* 本文:
恥ずかしながら、教皇様のミサに参加してから、教皇様の人柄を知るための本をいくつか買いました。その中で「これがいいかな」と思った本を現在読み続けておりますが、教皇フランシスコはこれまでの教皇様とは明らかに違う面を持ち合わせていて、それが現代の教会に必要だったので選挙で選ばれ、第266代の教皇フランシスコとして神様が私たちに与えてくださった方でした。

明らかに違う点は、フランシスコ教皇がヨーロッパからの教皇様ではなく、南米からの教皇様だということです。このあたりは、3月の黙想会で詳しく話したいと思っていますが、今や地域の教会が、全世界のカトリック信者を導く教皇様を生み出す時代になったということです。すべてのことはローマからやって来て、ローマに忠実に従っていればよい。
その伝統と歴史に新しい時代が来たと、教皇フランシスコをお選びになったイエスが示しておられるわけです。「あなたがたは、何を見に荒れ野へ行ったのか。」新しい教皇様、地域の教会が育て、送り出してくださった新しい教皇様を、私たちは見たのです。

イエスの問いかけを振り返りとして考えるなら、それは私が中学生のときにさかのぼります。神学生は毎年2月5日に西坂まで歩いて行き、26聖人のミサに参加していました。この日も寒い夜で、手をこすり合わせながらミサの説教を聞いたのでした。その年に説教された神父様は、誰だったのか当時は分かりませんでしたが、生涯心に残る説教をしてくださいました。

「あなたがたは、何を見に荒れ野へ行ったのか。」「風にそよぐ葦か。しなやかな服を着た人か。預言者か。そうだ。言っておく。預言者以上の者である。」(11・7-9参照)ここには殉教者がおられて、私たちに期待しているもの以上のものを見聞きさせてくれるのだ。そういう説教でした。

感銘深いその説教を、私はずっと心に暖めて神学校生活を続けました。ただその説教をしてくれた神父様が誰だったのか確かめる方法を持たず、いつかお目にかかりたいものだと思いながら、ついに大神学校も卒業して司祭となり、浦上教会の助任として赴任したのでした。主任神父様は川添神父様でした。

* 指示: 本文によると、神学生は毎年2月5日にどこまで歩いて行きましたか。

[名前付き対象を指し示す項目]
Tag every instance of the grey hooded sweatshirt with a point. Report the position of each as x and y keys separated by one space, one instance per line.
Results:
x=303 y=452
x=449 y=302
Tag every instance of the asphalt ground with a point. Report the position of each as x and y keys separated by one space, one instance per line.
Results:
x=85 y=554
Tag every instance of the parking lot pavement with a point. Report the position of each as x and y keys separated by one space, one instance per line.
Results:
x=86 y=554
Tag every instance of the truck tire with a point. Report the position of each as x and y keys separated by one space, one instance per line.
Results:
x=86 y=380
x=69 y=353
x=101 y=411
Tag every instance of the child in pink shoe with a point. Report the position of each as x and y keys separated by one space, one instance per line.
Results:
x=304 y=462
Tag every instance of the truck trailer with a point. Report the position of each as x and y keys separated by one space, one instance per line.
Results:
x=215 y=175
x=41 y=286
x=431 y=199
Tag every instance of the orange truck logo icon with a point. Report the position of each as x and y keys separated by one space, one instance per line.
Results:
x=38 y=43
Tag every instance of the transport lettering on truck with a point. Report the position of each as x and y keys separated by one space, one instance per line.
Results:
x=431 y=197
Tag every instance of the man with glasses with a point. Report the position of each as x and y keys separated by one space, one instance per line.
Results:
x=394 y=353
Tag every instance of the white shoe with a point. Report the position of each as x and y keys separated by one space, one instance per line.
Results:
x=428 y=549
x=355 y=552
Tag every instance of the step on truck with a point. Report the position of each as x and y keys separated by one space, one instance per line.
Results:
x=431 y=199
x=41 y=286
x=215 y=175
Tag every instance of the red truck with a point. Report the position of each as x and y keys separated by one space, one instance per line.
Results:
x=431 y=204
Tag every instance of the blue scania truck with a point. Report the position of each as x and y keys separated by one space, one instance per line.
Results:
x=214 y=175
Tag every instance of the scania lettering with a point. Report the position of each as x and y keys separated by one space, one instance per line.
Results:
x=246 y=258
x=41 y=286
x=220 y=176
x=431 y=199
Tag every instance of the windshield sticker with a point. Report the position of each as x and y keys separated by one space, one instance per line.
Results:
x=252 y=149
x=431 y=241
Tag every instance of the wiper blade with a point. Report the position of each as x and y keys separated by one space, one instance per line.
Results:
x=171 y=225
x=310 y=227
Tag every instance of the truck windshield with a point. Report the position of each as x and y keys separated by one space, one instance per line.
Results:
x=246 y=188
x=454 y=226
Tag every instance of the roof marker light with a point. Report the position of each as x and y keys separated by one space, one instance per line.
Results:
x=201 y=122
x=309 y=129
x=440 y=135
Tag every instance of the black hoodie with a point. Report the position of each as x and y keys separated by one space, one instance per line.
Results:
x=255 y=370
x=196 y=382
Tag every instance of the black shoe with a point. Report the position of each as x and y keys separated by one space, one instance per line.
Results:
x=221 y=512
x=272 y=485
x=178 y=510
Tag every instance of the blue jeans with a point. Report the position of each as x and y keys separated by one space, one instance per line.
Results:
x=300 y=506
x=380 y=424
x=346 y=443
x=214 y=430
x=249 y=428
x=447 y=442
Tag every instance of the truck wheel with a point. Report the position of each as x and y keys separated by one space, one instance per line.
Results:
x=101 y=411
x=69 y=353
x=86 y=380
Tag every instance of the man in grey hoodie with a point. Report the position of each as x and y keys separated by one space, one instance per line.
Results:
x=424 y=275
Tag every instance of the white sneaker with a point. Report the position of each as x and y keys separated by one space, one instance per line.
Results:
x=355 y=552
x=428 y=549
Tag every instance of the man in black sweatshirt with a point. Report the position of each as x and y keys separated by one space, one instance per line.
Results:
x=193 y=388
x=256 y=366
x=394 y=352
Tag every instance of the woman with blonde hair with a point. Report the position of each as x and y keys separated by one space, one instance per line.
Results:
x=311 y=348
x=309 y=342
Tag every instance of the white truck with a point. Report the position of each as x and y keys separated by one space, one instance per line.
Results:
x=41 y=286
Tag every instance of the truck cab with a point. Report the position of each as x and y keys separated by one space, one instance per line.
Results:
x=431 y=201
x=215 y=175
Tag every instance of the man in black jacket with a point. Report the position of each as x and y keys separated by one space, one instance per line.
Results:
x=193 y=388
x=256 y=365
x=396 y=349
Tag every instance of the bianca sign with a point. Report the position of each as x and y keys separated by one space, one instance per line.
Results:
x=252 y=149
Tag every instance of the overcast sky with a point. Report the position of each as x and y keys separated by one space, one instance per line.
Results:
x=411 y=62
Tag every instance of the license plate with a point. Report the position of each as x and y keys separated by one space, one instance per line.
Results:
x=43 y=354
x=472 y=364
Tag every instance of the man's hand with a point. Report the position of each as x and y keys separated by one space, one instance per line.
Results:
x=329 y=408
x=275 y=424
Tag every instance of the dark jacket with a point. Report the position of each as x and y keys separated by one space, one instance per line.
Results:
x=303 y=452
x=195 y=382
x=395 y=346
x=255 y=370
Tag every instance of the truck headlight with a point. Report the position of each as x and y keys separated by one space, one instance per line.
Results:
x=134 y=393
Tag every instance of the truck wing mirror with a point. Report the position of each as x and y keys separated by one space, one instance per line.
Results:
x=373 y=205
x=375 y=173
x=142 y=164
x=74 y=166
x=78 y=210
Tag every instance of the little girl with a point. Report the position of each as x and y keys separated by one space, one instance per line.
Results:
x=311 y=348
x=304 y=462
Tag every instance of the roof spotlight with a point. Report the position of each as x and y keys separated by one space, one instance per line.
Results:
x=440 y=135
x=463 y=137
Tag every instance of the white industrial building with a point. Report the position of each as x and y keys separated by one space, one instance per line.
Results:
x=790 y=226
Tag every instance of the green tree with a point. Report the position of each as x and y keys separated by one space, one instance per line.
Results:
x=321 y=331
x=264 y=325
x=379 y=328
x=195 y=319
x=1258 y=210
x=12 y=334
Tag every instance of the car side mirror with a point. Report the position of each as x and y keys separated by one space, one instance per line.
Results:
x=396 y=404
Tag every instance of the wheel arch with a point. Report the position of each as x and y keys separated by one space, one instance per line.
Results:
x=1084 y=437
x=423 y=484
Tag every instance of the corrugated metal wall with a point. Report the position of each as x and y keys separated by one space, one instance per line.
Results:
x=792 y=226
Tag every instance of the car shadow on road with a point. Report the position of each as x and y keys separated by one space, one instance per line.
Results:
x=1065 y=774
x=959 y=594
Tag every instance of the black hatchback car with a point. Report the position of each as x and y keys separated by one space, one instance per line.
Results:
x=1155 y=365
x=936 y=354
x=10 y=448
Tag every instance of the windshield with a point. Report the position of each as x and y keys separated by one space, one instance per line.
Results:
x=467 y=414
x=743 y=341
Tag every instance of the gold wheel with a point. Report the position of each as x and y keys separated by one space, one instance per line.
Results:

* 完成した解答: 西坂まで歩いて行きました。